# What the exercise asks
Put every line of the rows below into a Markdown table with the columns "No." and "Line," numbering the lines in order and skipping any blank ones. Leave the pictures out of the table.

# Dataset rows

────────────────

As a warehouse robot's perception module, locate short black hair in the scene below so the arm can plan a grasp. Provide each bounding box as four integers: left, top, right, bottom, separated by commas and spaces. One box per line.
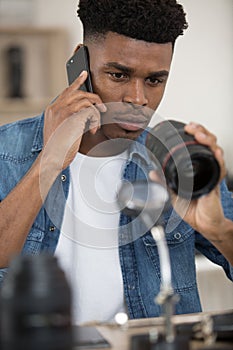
77, 0, 188, 44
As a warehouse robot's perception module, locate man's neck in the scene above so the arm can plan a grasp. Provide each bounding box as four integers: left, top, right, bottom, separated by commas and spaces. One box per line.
79, 131, 132, 157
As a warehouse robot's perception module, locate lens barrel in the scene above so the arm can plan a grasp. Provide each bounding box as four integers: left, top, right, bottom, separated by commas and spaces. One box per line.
0, 255, 72, 350
146, 120, 220, 199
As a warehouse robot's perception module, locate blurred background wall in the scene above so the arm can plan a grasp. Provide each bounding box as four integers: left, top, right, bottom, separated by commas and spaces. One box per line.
0, 0, 233, 310
0, 0, 233, 172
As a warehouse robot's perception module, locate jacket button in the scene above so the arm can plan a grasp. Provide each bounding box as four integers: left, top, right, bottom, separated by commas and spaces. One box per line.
174, 232, 181, 239
61, 174, 66, 182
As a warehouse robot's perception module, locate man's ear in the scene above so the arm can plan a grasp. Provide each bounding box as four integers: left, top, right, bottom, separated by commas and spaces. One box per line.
74, 44, 83, 53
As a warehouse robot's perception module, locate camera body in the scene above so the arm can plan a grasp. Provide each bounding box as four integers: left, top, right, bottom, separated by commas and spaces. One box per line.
146, 120, 220, 199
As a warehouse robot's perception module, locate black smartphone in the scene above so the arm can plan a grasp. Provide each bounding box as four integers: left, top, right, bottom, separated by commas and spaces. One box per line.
66, 46, 93, 92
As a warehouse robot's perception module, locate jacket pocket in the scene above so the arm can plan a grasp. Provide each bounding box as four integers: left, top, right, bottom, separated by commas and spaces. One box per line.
143, 228, 196, 292
22, 226, 44, 255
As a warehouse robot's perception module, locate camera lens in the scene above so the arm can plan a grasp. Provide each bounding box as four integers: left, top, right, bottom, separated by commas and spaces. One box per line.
0, 255, 72, 350
146, 120, 220, 198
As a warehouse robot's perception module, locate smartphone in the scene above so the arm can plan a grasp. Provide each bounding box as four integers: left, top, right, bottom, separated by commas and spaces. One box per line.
66, 46, 93, 92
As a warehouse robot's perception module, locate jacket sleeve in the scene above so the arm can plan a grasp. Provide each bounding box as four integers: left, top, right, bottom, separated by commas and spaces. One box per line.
195, 181, 233, 281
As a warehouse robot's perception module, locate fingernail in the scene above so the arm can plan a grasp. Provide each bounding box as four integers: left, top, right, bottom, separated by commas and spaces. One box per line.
79, 70, 87, 77
188, 122, 198, 129
198, 132, 207, 139
98, 103, 107, 112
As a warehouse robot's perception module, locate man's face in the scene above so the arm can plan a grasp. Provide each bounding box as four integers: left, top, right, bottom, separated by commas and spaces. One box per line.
87, 32, 172, 140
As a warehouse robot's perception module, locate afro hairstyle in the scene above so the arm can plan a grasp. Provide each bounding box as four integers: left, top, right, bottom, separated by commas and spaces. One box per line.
77, 0, 188, 44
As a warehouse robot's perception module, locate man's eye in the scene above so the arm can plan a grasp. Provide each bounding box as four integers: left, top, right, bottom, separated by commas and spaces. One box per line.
109, 72, 126, 80
147, 77, 164, 85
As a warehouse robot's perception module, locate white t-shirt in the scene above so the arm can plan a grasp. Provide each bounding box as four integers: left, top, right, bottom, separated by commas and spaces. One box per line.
55, 152, 127, 324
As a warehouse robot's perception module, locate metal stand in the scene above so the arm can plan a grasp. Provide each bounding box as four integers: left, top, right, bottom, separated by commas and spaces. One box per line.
131, 223, 189, 350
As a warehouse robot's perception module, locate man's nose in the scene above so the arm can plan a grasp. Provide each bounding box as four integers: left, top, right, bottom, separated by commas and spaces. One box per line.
123, 80, 148, 106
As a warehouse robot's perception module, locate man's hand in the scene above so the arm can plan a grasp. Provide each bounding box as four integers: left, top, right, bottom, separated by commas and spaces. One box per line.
150, 123, 233, 264
43, 71, 106, 170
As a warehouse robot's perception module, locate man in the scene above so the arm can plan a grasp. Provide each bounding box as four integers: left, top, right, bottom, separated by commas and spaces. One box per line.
0, 0, 233, 323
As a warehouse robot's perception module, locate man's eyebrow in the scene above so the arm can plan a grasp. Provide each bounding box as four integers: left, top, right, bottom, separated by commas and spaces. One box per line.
104, 62, 134, 73
104, 62, 169, 78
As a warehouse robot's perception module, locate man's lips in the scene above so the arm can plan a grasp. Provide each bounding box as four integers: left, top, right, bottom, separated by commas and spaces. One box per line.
113, 115, 148, 131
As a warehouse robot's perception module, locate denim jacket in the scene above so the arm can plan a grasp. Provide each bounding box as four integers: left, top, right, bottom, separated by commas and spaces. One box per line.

────────────────

# Task result
| No. | Line |
|---|---|
| 1 | As a warehouse robot's perception module, locate short black hair in the scene below so the arm can plan a grasp. Provide each bounding box as four integers: left, top, right, bottom, separated by commas and spaces. One box per line. |
| 2 | 77, 0, 188, 44 |
| 3 | As a warehouse robot's perception module, locate man's neck in the scene above so the arm can plan a grasp. Provide each bounding box as four integers: left, top, right, bottom, separated by commas and spaces. One box per line. |
| 4 | 79, 131, 132, 157 |
| 5 | As a warehouse robot's perception module, locate lens barrel in the scene above so the arm can plan a grasp. Provide each bounding box as four integers: left, top, right, bottom, separated by commas and spaces. One box per line. |
| 6 | 0, 255, 72, 350 |
| 7 | 146, 120, 220, 199 |
| 8 | As a warehouse robot's perception module, locate blurred background wall in the scene above so the arm can plan a grasp. Provide each bounding box as four integers: left, top, right, bottom, separated by commas and spaces. One box per line. |
| 9 | 0, 0, 233, 310 |
| 10 | 0, 0, 233, 172 |
| 11 | As a warehouse robot's perception module, locate jacket button in the scene above so the arm can plan a grasp. Provide each bounding box as four integers: left, top, right, bottom, separated by commas and spaces. One box per line. |
| 12 | 174, 232, 181, 239 |
| 13 | 61, 174, 66, 182 |
| 14 | As a warehouse robot's perception module, locate man's ear in the scene above so the arm can plan a grasp. Provide each bounding box as four integers: left, top, right, bottom, separated by commas and spaces. One box per line. |
| 15 | 74, 44, 83, 53 |
| 16 | As a warehouse robot's perception module, locate camera body in the scene above so the arm can plan a grasp. Provide each bounding box as four integers: left, top, right, bottom, separated by commas and spaces. One box per line. |
| 17 | 146, 120, 220, 199 |
| 18 | As a warehouse robot's perception module, locate black smartphone in the scene above so the arm can plan a grasp. Provide each bounding box as four integers: left, top, right, bottom, separated by commas and spaces. One box per line. |
| 19 | 66, 46, 93, 92 |
| 20 | As a warehouse robot's perception module, locate jacket pocket in the scene above so the arm can plan a grasp. Provide each bounding box as four integers: left, top, right, bottom, separated by commas and spaces. One box per line. |
| 21 | 143, 228, 196, 292 |
| 22 | 22, 226, 44, 255 |
| 23 | As a warehouse robot's perception module, locate camera lens in the scene above so the arm can plan a grasp. Provide each bounding box as four integers: left, top, right, bottom, separated by commas and spaces. One box per line. |
| 24 | 0, 255, 72, 350 |
| 25 | 146, 120, 220, 198 |
| 26 | As a warehouse robot's perception module, locate smartphone in the scene above so the arm can plan a grasp. Provide each bounding box as four integers: left, top, right, bottom, separated by commas and spaces. One box per line. |
| 27 | 66, 46, 93, 92 |
| 28 | As a warehouse robot's perception module, locate jacket sleeve in the scene above so the arm can plan a grasp. Provide each bounding box as four integers: left, top, right, bottom, separated by commas and spaces. One box per line. |
| 29 | 195, 181, 233, 281 |
| 30 | As a warehouse robot's perception module, locate fingernail in the scene above so the arm can plan a grasp. Provide each bounding box as four integers: left, top, right, bottom, separated by commas and spaces. One box per line. |
| 31 | 79, 70, 87, 77 |
| 32 | 188, 122, 198, 129 |
| 33 | 198, 132, 207, 139 |
| 34 | 98, 103, 107, 112 |
| 35 | As a warehouse robot's perception module, locate man's face in the scene above so the arm can plan a grasp. Provide each bounding box as four integers: left, top, right, bottom, separated by commas and spaces. One box per line. |
| 36 | 87, 32, 172, 140 |
| 37 | As a warehouse robot's perception module, locate afro hairstyle in the scene above so the arm can plan a grasp. Provide each bounding box as four integers: left, top, right, bottom, separated by commas and spaces. One box per line. |
| 38 | 77, 0, 188, 44 |
| 39 | As a warehouse robot's perception module, locate man's eye in the scene above so the arm can plan a grasp. Provide each bounding box as four integers: left, top, right, bottom, separated by commas and spaces. One box per line. |
| 40 | 109, 72, 126, 80 |
| 41 | 147, 77, 164, 85 |
| 42 | As a warehouse robot's perception module, locate white t-shirt in the scene above so the arm can plan a grasp. Provide each bounding box as four integers: left, top, right, bottom, separated by commas and spaces. One box per line. |
| 43 | 55, 152, 127, 324 |
| 44 | As a warehouse robot's perception module, locate metal stand in the scene above so the arm can plan a grasp. Provide each bounding box as four integers: left, top, right, bottom, separated by commas and spaces. One box per line. |
| 45 | 131, 223, 189, 350 |
| 46 | As a warehouse robot's perception module, locate man's nose in the scene above so the arm can plan a grasp. Provide each bounding box as four integers: left, top, right, bottom, separated by commas and spaces. One box per line. |
| 47 | 123, 80, 148, 106 |
| 48 | As a warehouse robot's perception module, locate man's hand in the scene above so the arm can plan a grasp. Provide each bounding box as four integers: left, top, right, bottom, separated by commas and spaces. One box per line. |
| 49 | 150, 123, 233, 264 |
| 50 | 43, 71, 106, 170 |
| 51 | As a warehouse robot's perception module, locate man in the scene above so the arm can plan a grasp. Provide each bounding box as four integers: left, top, right, bottom, separated by commas and spaces. One box per line. |
| 52 | 0, 0, 233, 323 |
| 53 | As a warehouse robot's perception module, locate man's eyebrow in the scene above so the arm can plan a grasp. Provide each bounding box as four integers: left, top, right, bottom, separated by commas and spaces. One box per line. |
| 54 | 104, 62, 134, 73 |
| 55 | 104, 62, 169, 78 |
| 56 | As a warehouse robot's perception module, locate man's lips in the scene above so the arm can plan a grasp. Provide each bounding box as four integers: left, top, right, bottom, separated by commas and spaces. One box per line. |
| 57 | 113, 115, 148, 131 |
| 58 | As a warehouse robot's perception module, locate denim jacket in the scene above so the arm can plan a grasp. Provide each bounding box as four integers: left, top, right, bottom, separated by commas and spaces. One box per line. |